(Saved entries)
+ + + + +

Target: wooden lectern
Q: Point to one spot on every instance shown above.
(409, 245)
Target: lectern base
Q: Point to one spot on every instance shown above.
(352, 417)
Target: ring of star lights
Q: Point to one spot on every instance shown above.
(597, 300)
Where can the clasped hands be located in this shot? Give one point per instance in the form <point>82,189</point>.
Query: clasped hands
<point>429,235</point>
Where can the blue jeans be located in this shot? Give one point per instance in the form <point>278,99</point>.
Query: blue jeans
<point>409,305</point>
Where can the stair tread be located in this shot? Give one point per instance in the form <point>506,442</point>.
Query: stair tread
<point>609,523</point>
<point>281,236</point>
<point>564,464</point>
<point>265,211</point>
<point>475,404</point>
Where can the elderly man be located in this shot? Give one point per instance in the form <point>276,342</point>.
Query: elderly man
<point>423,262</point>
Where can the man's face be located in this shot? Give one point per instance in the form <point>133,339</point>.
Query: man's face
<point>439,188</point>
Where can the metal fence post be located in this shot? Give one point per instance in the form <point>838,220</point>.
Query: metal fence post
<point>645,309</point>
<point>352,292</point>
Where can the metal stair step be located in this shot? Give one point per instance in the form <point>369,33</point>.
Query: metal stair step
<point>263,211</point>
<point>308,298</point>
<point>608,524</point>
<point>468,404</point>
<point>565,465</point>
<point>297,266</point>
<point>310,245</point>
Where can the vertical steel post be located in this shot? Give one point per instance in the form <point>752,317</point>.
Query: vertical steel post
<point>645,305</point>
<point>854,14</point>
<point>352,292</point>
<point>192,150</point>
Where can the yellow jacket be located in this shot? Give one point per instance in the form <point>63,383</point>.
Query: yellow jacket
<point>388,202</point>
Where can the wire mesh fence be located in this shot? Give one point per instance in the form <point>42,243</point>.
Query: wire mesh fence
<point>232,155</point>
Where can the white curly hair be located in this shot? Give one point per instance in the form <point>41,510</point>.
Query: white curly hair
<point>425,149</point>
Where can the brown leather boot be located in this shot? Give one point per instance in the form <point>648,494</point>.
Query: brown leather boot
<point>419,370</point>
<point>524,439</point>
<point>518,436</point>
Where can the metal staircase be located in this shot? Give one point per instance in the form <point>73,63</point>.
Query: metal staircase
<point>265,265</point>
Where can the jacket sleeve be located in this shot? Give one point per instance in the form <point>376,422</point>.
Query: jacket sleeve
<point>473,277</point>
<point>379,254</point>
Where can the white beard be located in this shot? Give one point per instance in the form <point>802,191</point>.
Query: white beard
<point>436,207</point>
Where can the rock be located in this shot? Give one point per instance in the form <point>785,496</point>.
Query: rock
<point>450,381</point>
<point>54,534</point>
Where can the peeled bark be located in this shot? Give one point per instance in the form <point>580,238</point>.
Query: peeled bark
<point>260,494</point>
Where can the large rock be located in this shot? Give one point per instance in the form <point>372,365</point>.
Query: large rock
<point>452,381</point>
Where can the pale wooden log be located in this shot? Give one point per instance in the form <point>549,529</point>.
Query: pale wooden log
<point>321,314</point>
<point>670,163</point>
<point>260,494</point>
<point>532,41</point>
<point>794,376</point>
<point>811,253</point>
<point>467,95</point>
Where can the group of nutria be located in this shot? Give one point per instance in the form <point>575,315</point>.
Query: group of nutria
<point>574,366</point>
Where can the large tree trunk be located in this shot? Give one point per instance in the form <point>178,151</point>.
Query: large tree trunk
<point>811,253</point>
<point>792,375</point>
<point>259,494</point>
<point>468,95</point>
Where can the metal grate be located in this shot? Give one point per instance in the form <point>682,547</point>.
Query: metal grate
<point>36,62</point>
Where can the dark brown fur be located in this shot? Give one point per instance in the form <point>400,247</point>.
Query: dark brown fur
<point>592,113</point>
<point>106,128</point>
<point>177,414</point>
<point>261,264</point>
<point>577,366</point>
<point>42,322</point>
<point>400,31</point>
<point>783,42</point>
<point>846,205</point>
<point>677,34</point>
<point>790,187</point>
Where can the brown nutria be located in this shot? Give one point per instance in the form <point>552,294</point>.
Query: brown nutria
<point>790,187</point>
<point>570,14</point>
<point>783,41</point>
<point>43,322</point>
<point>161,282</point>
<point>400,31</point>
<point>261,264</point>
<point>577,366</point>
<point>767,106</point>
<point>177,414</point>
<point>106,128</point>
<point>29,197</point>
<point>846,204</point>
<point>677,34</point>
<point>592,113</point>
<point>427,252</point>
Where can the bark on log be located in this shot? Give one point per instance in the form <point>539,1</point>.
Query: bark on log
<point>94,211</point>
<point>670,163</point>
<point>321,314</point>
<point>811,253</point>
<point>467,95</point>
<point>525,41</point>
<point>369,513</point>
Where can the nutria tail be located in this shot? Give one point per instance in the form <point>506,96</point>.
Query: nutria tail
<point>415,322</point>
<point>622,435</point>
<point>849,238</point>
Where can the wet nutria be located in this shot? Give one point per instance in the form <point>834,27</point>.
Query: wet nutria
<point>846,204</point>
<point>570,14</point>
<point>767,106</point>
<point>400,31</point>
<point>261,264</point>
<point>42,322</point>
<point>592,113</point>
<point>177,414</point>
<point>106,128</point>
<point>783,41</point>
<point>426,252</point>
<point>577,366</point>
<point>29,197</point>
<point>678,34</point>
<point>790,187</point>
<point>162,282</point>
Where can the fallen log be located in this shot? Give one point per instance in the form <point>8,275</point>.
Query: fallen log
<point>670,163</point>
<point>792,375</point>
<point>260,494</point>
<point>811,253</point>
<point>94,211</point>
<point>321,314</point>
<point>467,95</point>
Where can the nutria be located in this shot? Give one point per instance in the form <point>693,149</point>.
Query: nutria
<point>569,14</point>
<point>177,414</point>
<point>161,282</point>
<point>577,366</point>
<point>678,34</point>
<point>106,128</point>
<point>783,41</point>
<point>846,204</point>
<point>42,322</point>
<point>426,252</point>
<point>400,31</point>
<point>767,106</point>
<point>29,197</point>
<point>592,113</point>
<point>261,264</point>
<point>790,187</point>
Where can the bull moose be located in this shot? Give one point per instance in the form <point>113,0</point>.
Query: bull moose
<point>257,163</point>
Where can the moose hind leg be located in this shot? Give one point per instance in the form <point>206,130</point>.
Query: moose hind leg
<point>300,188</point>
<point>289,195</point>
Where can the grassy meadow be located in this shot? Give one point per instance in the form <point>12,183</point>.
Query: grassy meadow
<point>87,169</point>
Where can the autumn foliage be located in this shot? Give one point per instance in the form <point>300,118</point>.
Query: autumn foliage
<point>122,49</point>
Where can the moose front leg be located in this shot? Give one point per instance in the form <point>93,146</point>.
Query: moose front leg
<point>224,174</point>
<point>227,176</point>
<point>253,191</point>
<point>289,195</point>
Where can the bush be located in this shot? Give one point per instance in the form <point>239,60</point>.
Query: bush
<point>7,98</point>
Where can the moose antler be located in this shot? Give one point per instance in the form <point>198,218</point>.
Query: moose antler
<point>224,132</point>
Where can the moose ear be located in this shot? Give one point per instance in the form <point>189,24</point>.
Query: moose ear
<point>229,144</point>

+ + + + +

#### TASK REQUIREMENTS
Copy, character for character, the lines from the line that holds "Where can the bush" through the final line of the records above.

#### COMPLETED TASK
Where can the bush be located in this shot? Give one point per instance in the form <point>239,60</point>.
Query: bush
<point>7,98</point>
Where can the moose antler be located in this shot? Give one point per instance in the form <point>198,218</point>.
Query: moose antler
<point>224,132</point>
Where can the moose ear be located in this shot? Give one point per instance in the form <point>189,24</point>.
Query: moose ear
<point>229,144</point>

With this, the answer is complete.